▶ [GOAL OF THE EXERCISE]:
Please return each line below that contains the string "door".

[Labeled region records]
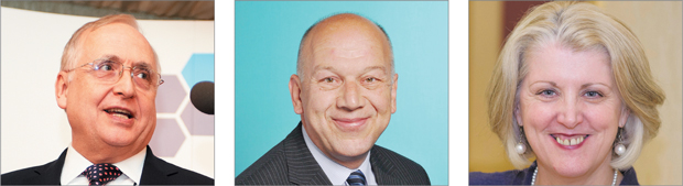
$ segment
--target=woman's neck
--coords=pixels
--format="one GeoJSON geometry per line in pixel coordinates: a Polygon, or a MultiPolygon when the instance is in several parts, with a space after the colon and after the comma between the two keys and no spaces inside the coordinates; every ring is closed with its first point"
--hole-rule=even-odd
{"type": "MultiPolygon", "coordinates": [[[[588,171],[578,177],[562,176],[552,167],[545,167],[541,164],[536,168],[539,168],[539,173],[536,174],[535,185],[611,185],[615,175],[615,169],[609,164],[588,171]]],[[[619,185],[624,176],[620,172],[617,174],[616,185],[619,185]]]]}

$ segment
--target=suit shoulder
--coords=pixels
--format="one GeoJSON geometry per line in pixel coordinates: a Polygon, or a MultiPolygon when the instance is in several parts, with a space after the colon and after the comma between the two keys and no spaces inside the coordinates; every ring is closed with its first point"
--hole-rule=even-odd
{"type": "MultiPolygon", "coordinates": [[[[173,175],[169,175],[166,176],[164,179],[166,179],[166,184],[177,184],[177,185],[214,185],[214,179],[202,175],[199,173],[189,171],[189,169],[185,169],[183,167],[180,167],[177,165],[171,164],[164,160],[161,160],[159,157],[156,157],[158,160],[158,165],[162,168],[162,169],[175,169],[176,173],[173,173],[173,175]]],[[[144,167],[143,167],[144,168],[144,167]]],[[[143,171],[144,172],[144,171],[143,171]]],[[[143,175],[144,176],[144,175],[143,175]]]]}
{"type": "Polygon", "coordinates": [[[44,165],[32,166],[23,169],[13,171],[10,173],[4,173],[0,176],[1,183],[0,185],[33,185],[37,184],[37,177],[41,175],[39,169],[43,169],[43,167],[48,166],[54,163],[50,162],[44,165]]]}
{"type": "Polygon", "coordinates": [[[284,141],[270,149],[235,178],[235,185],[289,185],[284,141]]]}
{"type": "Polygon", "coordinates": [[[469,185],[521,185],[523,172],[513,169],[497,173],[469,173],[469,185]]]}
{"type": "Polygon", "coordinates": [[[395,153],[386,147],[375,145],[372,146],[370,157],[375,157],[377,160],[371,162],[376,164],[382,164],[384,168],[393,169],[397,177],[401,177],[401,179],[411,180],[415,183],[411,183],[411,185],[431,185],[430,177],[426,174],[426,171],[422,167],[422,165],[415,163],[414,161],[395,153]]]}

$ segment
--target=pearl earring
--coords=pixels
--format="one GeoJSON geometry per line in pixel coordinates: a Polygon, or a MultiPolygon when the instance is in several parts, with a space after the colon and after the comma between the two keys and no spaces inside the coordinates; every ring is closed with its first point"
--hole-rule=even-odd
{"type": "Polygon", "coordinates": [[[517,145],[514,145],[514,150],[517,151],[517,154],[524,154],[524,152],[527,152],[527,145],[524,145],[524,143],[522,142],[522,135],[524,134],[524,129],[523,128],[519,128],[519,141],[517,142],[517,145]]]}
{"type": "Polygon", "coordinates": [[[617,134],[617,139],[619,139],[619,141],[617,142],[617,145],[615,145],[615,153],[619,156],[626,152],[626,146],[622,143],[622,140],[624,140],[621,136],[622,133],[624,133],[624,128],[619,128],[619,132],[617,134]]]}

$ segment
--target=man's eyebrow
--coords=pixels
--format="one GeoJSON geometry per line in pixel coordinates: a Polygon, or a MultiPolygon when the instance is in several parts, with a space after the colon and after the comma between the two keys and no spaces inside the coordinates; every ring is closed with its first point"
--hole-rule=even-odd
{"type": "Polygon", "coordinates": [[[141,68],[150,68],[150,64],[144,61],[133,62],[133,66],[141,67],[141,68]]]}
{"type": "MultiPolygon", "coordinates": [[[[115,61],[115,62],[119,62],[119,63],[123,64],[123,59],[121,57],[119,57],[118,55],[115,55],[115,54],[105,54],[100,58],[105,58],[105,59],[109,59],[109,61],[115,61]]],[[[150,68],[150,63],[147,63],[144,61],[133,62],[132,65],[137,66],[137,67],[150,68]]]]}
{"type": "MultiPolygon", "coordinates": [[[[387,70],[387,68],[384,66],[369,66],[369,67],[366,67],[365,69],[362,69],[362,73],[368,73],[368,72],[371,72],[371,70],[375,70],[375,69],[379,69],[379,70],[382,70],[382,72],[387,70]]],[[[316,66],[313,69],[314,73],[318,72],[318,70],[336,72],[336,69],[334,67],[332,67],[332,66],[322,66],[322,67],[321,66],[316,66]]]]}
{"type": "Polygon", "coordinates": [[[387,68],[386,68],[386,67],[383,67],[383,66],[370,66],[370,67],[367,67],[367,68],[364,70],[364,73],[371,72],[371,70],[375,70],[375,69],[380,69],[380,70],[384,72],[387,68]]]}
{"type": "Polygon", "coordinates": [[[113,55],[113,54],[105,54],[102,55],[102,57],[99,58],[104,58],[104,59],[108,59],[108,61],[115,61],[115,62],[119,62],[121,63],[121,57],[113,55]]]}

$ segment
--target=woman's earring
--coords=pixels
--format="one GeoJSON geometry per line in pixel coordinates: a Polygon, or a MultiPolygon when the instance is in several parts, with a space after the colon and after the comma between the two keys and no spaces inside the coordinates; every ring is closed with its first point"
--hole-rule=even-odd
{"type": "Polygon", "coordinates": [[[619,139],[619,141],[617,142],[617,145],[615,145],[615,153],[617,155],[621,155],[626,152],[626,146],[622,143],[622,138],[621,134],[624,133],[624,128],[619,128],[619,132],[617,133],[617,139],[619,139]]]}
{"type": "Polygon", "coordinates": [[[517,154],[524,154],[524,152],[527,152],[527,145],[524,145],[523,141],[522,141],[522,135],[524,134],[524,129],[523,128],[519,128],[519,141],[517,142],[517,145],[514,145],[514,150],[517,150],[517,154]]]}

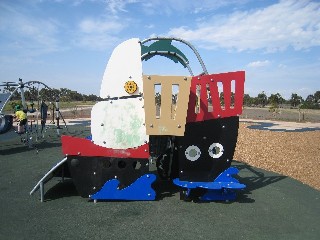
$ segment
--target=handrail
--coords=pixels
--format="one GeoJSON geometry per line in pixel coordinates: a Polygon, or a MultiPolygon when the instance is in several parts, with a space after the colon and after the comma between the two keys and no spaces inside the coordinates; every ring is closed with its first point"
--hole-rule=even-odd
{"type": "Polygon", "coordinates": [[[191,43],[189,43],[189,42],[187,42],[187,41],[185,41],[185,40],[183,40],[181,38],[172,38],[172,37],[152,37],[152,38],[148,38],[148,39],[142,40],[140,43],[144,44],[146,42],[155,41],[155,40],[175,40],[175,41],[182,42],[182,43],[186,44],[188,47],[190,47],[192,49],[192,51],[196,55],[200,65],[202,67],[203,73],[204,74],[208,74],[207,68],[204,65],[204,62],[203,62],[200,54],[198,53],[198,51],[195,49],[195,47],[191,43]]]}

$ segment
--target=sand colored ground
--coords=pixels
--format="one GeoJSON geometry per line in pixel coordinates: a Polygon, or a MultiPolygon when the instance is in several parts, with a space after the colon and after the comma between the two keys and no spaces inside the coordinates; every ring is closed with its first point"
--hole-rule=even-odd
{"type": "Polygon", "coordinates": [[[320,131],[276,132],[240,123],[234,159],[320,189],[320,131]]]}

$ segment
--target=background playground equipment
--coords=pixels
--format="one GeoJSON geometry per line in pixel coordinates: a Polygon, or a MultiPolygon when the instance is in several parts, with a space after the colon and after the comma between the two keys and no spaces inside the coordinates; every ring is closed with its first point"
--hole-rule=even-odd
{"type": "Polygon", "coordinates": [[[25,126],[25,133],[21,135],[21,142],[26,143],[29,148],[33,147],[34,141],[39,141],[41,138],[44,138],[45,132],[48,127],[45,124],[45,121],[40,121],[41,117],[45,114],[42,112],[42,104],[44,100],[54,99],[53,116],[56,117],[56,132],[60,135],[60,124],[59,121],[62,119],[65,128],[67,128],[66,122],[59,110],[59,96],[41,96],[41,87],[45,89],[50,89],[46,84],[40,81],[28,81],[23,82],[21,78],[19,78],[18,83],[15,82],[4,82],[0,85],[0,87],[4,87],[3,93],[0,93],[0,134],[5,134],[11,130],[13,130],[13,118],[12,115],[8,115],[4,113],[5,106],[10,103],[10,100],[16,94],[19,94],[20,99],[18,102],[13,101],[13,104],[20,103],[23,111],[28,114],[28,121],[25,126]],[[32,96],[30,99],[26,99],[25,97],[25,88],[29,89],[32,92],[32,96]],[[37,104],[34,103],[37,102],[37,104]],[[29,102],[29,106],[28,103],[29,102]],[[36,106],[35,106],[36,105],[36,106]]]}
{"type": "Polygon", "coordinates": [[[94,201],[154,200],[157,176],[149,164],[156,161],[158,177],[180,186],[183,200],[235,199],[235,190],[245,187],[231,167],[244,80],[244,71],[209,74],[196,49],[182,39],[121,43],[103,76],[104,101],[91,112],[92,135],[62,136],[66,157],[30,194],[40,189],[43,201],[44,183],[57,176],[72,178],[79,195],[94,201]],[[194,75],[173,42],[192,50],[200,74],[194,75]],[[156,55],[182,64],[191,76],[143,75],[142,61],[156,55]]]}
...
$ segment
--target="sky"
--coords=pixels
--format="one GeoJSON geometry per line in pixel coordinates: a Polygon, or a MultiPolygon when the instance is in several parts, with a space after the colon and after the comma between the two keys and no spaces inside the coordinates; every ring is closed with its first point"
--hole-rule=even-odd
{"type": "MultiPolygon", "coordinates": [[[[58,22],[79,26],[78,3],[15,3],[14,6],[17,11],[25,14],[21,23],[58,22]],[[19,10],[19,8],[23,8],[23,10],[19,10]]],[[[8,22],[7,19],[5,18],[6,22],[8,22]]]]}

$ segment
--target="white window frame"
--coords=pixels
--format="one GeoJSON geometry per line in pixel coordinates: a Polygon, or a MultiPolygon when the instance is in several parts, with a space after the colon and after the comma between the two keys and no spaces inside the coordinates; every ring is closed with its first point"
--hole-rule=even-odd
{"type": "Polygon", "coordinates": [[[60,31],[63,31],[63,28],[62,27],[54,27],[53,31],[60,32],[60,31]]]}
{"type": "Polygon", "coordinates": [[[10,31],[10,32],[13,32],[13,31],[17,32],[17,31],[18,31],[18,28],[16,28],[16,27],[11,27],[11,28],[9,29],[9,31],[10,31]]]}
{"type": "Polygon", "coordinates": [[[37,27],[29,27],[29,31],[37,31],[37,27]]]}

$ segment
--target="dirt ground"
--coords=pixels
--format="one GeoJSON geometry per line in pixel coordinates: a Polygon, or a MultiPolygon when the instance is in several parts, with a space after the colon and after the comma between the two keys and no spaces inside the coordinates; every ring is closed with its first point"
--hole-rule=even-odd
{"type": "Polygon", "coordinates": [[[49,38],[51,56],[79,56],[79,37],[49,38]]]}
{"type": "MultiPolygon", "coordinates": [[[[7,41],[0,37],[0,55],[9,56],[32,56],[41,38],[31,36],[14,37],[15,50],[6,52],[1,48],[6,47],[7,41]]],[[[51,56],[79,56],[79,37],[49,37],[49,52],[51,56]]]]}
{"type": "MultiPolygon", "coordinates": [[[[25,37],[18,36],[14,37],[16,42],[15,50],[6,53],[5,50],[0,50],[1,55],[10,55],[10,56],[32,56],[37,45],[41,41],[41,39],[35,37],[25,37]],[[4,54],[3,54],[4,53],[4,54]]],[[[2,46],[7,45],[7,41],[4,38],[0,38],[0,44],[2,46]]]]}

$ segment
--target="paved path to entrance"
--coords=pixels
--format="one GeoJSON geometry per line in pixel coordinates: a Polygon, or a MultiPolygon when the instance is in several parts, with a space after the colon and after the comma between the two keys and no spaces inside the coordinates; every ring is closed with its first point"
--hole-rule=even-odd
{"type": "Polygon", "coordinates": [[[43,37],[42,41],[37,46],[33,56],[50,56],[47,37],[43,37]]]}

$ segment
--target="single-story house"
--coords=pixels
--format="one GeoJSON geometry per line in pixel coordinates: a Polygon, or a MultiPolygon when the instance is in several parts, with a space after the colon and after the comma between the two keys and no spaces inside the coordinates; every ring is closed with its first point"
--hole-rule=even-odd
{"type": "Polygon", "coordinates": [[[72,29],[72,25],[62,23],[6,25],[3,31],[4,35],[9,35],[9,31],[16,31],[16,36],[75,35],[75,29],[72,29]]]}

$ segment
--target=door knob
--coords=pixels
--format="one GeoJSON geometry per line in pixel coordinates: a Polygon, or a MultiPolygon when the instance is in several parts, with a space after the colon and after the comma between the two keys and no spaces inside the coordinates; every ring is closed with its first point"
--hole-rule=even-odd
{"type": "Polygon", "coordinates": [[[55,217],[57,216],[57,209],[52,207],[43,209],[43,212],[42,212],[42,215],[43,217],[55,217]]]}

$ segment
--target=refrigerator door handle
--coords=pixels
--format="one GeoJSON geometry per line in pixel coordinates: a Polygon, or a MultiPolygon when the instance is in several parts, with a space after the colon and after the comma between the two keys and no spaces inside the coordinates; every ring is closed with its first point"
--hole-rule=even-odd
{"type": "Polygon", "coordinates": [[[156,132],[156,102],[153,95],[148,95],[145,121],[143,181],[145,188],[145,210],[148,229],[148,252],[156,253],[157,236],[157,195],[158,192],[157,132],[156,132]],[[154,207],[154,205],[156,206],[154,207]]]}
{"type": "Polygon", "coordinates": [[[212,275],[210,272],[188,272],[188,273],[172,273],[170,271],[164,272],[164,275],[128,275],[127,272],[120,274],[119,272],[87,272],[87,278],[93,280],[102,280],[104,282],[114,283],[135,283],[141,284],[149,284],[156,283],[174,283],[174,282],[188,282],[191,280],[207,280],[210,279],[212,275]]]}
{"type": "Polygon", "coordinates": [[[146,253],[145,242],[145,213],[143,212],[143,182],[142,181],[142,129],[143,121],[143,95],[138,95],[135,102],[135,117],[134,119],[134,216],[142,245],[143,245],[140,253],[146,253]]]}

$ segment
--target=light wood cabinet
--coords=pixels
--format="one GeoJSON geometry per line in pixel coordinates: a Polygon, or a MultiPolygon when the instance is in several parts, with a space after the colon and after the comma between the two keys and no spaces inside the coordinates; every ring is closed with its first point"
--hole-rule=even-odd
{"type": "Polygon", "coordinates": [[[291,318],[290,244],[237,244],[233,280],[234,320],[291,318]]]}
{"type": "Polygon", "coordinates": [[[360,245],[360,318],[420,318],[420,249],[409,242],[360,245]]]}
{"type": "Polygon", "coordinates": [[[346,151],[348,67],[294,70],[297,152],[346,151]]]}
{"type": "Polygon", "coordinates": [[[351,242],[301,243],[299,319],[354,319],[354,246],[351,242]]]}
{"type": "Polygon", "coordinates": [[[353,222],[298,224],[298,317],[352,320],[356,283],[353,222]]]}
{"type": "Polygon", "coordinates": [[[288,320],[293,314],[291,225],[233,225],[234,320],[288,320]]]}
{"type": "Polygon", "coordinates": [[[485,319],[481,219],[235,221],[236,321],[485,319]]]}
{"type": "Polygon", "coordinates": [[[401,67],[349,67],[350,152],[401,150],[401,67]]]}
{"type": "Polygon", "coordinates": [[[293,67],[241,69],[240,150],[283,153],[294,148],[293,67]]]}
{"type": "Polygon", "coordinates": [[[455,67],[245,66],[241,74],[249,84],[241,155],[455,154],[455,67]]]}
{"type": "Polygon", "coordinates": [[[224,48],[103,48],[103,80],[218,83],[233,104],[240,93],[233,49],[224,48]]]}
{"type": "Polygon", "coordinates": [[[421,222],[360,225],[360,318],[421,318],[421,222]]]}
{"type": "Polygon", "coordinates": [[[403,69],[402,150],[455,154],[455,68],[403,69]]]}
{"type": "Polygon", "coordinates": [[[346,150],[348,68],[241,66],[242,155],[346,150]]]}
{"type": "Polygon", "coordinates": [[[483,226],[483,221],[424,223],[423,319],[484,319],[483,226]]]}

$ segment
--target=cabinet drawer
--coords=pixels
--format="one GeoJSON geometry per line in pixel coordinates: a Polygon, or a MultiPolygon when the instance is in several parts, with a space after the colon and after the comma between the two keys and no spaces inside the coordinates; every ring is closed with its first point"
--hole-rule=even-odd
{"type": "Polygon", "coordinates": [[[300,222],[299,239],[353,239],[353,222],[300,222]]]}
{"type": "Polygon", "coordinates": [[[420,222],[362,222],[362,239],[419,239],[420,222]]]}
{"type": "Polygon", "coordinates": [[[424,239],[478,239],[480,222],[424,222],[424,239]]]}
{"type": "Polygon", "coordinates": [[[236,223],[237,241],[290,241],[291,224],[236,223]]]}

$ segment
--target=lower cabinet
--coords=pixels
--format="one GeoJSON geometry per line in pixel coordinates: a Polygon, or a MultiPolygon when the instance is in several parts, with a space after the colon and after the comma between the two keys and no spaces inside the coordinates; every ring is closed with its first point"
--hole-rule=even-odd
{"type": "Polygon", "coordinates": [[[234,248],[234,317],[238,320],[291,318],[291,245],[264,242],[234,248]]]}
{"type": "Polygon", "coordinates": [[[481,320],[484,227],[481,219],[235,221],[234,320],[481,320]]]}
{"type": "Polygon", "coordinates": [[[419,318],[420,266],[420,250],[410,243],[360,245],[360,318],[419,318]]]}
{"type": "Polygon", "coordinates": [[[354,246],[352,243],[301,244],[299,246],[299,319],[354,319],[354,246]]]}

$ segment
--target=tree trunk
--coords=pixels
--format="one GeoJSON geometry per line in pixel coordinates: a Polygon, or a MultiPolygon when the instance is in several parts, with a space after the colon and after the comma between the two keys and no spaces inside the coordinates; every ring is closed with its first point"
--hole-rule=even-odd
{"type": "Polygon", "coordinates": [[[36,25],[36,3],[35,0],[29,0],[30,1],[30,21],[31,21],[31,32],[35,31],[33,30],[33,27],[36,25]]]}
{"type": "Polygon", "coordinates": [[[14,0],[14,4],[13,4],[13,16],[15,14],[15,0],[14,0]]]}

▶ [RESULT BELOW]:
--target=door knob
--target=refrigerator door handle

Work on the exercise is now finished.